(Beginning of Extracted information)

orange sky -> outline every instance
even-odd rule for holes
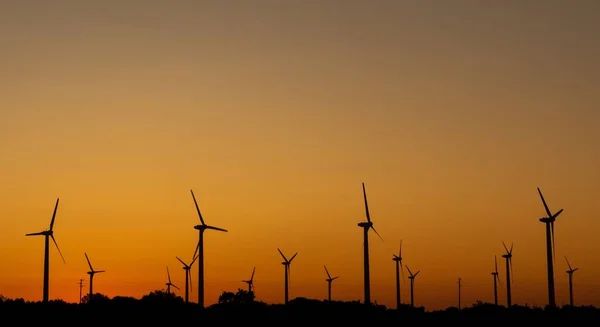
[[[58,4],[57,4],[58,3]],[[394,262],[421,270],[427,309],[492,301],[514,241],[513,303],[544,305],[544,215],[600,305],[597,1],[3,1],[0,294],[141,297],[189,260],[206,222],[206,304],[245,287],[283,301],[277,248],[298,252],[291,298],[362,300],[361,182],[375,227],[372,300],[395,305]],[[596,197],[594,197],[596,195]],[[504,262],[499,261],[505,303]],[[197,270],[193,268],[194,284]],[[87,288],[86,288],[87,289]],[[402,300],[409,301],[408,279]],[[196,289],[191,295],[196,299]]]

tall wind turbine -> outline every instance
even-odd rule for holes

(End of Extracted information)

(Problem to solve):
Taking the records above line by line, count those that hold the word "every"; the number is the entire answer.

(Solution):
2